── Record excerpts

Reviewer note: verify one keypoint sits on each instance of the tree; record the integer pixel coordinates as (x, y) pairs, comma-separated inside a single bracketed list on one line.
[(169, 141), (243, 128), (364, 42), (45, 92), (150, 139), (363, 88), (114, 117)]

────
── Record excerpts

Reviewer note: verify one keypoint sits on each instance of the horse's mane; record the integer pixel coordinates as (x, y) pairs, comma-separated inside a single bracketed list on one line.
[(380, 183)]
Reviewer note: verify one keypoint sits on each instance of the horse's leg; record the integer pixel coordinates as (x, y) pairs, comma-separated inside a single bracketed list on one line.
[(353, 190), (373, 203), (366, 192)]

────
── Record excerpts

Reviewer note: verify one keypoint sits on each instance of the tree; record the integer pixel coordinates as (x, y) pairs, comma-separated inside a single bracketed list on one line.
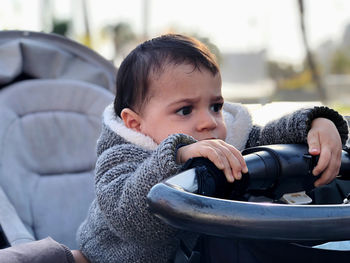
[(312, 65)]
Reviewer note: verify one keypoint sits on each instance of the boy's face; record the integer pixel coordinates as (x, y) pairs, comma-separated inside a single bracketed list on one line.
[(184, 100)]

────

How many lines in the rows above contain the string "mane"? Case counts. Give only the number.

1